# GIVEN REQUEST:
Turn the stretch of the data below from the line containing "Review the above frame for any cat's head." through the line containing "[0,252,39,264]" into a JSON list of strings, one per line, with blank lines omitted.

□ □ □ □ □

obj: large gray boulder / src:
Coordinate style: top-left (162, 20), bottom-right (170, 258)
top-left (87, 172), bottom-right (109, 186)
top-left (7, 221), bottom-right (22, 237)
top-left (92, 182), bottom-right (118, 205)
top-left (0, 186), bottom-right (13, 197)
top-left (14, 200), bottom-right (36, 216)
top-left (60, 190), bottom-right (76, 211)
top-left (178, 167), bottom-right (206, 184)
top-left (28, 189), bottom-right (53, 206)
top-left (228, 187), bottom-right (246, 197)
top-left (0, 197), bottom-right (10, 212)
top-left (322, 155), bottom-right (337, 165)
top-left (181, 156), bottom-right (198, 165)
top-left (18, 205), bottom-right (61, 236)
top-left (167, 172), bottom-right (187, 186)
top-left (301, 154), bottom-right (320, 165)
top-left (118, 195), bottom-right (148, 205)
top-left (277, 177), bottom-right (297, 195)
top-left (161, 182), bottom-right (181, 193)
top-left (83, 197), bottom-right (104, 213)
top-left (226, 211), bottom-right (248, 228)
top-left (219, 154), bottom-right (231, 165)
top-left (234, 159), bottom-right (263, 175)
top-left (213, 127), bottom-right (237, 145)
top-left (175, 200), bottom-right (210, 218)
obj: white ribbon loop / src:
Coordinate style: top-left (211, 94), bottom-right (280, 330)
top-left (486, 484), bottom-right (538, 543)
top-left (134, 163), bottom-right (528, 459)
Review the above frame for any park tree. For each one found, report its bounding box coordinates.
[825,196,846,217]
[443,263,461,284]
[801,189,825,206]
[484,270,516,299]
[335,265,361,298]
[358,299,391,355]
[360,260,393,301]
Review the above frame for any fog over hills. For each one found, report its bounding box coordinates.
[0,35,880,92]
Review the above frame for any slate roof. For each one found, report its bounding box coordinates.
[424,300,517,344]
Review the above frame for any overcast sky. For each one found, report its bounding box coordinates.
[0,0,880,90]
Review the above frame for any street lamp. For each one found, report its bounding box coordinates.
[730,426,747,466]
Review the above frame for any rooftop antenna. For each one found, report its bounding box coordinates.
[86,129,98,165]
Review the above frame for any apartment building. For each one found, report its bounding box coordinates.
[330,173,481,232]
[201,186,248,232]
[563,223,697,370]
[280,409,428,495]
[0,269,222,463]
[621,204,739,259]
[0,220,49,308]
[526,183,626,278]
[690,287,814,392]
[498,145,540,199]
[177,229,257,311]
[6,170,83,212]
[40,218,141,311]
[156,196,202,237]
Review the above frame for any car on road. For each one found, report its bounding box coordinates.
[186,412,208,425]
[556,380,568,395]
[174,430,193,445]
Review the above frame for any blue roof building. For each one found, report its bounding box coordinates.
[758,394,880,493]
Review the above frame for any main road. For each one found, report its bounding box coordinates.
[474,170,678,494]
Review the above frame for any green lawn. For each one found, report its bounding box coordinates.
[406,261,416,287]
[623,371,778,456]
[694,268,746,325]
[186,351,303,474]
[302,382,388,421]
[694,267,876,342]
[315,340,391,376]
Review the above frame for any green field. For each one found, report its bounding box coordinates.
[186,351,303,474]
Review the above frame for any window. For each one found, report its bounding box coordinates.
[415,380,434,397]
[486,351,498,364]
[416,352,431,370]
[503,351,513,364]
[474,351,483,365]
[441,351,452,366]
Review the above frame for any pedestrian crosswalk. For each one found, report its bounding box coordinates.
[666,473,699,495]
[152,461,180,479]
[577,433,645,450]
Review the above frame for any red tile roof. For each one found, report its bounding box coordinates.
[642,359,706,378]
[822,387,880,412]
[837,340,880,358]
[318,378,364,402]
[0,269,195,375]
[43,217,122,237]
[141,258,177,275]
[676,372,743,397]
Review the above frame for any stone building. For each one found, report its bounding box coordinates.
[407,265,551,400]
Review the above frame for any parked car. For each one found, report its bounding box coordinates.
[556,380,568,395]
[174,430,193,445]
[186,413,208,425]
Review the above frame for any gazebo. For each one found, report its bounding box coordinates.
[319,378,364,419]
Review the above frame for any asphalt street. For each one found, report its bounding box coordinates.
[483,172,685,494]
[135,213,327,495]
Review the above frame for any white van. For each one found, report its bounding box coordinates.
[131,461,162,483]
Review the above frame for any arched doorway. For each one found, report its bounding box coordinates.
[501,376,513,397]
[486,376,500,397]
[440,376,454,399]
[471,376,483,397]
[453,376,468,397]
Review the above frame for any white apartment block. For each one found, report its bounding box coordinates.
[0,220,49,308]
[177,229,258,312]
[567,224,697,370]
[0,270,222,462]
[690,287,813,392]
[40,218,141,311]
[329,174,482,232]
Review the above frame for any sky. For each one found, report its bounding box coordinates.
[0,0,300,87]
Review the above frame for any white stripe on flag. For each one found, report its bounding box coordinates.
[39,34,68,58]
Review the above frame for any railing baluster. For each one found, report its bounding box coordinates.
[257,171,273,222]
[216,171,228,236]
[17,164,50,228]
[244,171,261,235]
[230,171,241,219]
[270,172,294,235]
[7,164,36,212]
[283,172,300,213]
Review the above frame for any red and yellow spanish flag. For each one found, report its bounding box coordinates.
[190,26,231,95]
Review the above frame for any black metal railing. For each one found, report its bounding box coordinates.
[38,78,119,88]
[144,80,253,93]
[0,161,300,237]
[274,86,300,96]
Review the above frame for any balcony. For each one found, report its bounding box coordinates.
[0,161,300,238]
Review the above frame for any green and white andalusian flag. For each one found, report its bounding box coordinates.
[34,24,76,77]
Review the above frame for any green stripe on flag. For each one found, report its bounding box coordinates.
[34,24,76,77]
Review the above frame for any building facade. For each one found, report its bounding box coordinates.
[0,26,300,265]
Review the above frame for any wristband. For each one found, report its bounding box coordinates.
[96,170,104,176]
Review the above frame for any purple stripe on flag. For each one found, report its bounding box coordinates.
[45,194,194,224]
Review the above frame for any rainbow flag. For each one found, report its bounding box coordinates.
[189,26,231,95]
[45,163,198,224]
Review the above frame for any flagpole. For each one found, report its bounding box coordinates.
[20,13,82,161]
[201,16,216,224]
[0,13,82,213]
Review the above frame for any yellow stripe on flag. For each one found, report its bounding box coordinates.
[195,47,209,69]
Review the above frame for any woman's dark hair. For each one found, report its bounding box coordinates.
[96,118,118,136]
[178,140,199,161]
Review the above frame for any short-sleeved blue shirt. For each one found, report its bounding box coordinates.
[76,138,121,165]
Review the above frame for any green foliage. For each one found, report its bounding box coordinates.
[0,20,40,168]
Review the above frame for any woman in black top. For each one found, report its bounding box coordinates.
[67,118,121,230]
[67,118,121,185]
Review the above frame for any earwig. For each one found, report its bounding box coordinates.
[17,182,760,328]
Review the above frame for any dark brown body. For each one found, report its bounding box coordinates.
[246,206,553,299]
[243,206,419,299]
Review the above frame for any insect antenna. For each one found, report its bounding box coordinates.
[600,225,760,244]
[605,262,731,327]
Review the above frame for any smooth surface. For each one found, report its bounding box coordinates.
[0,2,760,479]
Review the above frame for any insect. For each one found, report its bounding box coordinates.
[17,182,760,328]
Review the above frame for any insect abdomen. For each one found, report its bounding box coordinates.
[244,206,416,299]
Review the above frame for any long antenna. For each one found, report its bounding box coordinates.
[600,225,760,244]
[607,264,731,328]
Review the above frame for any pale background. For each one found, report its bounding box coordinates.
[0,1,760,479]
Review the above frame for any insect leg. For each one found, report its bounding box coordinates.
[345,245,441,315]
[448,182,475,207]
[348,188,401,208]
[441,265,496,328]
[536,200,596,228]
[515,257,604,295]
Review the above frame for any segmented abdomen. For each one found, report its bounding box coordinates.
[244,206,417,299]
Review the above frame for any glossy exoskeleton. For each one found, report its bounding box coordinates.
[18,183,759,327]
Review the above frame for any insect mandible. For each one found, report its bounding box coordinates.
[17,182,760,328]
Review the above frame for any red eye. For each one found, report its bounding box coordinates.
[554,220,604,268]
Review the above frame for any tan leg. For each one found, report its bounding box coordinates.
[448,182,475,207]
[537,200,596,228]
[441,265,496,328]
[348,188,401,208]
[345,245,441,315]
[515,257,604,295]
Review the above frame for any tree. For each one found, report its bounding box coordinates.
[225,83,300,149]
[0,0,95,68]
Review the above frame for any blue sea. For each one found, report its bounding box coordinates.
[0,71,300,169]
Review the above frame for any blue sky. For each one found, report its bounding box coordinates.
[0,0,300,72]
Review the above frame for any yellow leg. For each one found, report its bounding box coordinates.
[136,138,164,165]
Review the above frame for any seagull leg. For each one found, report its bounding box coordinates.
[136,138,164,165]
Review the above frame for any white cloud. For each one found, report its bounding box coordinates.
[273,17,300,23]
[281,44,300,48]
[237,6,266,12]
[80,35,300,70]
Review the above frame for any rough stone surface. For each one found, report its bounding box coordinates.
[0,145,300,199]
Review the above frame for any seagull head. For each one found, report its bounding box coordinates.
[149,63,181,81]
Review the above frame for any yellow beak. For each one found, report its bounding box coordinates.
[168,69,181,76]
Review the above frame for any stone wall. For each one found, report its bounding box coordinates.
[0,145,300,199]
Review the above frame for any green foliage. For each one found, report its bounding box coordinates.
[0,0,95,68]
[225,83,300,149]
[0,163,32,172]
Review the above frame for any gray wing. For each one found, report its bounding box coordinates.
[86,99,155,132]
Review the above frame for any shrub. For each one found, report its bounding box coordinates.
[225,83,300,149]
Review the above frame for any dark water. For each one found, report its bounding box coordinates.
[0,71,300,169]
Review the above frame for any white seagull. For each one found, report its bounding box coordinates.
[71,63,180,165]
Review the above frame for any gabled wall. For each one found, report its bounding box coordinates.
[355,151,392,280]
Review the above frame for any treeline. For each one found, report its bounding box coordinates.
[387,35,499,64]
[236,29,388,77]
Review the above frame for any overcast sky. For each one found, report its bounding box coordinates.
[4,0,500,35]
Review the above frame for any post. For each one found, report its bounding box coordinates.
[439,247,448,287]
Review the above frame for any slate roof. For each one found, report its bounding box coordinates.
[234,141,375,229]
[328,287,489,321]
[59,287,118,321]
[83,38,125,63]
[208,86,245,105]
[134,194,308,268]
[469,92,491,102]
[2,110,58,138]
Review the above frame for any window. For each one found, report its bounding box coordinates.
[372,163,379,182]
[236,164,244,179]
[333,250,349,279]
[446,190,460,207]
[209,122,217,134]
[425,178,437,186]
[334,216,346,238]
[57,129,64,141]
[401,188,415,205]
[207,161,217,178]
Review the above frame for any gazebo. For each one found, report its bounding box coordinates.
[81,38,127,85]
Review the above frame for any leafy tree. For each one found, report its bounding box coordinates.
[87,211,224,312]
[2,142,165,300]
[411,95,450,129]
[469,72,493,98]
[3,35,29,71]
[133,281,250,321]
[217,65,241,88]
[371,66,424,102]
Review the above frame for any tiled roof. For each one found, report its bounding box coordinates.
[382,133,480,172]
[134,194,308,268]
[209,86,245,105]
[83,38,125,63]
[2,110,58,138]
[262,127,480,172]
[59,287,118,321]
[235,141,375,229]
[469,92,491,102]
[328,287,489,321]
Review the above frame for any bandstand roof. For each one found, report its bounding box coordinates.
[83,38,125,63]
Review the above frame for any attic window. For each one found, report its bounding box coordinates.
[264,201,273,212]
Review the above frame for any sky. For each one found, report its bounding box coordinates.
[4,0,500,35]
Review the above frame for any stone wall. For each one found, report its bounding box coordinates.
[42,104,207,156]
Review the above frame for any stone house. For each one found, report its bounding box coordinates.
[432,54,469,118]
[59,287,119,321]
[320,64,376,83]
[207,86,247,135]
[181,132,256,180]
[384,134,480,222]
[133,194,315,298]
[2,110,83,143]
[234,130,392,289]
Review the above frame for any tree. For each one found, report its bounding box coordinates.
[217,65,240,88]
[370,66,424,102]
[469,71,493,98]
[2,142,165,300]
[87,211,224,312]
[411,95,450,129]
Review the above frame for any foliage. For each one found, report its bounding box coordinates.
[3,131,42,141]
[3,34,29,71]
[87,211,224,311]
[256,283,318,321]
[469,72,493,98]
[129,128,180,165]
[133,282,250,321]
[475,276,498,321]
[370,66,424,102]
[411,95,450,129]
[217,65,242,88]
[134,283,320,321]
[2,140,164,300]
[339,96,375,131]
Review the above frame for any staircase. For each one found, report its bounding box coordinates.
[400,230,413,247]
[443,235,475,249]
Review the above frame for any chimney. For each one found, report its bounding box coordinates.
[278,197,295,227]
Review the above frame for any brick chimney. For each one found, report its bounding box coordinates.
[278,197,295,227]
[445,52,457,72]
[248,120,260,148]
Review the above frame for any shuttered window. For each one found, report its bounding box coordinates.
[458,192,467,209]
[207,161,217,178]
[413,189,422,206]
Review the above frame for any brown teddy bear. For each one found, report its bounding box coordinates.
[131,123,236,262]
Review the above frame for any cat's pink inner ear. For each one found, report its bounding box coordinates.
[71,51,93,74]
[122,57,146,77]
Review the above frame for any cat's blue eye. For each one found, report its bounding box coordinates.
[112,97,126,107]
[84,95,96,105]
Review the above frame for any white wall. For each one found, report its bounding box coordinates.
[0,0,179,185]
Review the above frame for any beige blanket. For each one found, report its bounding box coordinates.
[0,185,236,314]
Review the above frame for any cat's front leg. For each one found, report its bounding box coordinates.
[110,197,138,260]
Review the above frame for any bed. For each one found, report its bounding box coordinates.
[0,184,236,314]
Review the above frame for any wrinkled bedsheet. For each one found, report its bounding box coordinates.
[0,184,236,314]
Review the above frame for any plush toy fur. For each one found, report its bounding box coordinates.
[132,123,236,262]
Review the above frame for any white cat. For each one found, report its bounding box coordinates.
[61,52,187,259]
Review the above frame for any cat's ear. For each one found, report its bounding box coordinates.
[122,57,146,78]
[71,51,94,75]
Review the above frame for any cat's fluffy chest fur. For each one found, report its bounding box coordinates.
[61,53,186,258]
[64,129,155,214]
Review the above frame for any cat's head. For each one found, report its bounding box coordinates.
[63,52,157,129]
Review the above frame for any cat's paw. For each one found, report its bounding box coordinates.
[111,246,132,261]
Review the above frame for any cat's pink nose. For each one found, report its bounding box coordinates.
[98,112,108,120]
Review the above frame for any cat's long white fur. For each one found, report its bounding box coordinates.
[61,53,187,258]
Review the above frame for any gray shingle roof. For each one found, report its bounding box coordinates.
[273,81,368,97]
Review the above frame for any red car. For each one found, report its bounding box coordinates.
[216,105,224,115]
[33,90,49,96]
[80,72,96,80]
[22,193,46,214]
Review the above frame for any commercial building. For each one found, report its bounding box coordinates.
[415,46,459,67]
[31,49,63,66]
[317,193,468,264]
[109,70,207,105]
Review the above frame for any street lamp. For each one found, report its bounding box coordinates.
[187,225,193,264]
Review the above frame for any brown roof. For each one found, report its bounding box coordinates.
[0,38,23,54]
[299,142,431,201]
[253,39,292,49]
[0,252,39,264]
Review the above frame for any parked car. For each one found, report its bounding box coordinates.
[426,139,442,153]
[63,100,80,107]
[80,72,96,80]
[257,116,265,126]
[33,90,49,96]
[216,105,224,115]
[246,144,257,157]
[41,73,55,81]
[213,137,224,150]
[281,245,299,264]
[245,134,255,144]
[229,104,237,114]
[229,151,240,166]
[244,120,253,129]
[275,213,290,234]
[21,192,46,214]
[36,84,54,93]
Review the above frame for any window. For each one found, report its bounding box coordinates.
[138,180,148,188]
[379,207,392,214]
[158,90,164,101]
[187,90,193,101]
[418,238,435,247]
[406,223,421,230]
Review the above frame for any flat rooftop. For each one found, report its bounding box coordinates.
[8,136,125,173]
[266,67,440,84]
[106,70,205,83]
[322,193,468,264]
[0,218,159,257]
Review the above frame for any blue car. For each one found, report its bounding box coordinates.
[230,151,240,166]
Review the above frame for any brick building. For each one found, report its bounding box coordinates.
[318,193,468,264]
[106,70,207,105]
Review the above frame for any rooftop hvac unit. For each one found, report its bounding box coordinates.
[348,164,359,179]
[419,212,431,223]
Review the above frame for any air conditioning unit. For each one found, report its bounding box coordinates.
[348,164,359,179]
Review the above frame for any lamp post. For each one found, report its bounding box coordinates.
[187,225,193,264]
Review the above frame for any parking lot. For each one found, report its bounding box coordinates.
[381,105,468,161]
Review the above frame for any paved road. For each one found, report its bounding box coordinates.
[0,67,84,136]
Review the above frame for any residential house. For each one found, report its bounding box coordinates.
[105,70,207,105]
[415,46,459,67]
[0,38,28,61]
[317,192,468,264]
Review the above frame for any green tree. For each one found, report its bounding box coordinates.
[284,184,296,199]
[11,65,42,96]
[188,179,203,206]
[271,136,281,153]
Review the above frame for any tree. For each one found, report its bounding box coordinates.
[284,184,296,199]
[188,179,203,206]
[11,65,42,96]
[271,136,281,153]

□ □ □ □ □

# THE REPLY:
[
  "Review the above frame for any cat's head. For each one found, report its bounding box coordinates.",
  "[63,52,157,129]",
  "Review the above frame for any cat's paw. For each one found, report its bounding box coordinates.",
  "[111,246,132,261]",
  "Review the above frame for any cat's pink nose. For each one found, report its bounding box coordinates.",
  "[98,112,108,120]",
  "Review the above frame for any cat's long white fur. For each one found, report its bounding box coordinates.",
  "[61,53,187,258]",
  "Review the above frame for any gray shingle roof. For each one found, report its bounding box coordinates.",
  "[273,81,368,97]",
  "Review the above frame for any red car. For each one found, report its bounding box coordinates.",
  "[216,105,224,115]",
  "[33,90,49,96]",
  "[80,72,96,80]",
  "[22,193,46,214]",
  "Review the above frame for any commercial building. For each one found, report its bounding box coordinates.",
  "[415,46,459,67]",
  "[31,49,63,66]",
  "[317,193,468,264]",
  "[109,70,207,105]",
  "Review the above frame for any street lamp. For each one found, report its bounding box coordinates.",
  "[187,225,193,264]",
  "Review the above frame for any brown roof. For each one found, report its bounding box coordinates.",
  "[0,38,23,54]",
  "[299,142,431,201]",
  "[253,39,292,49]",
  "[0,252,39,264]"
]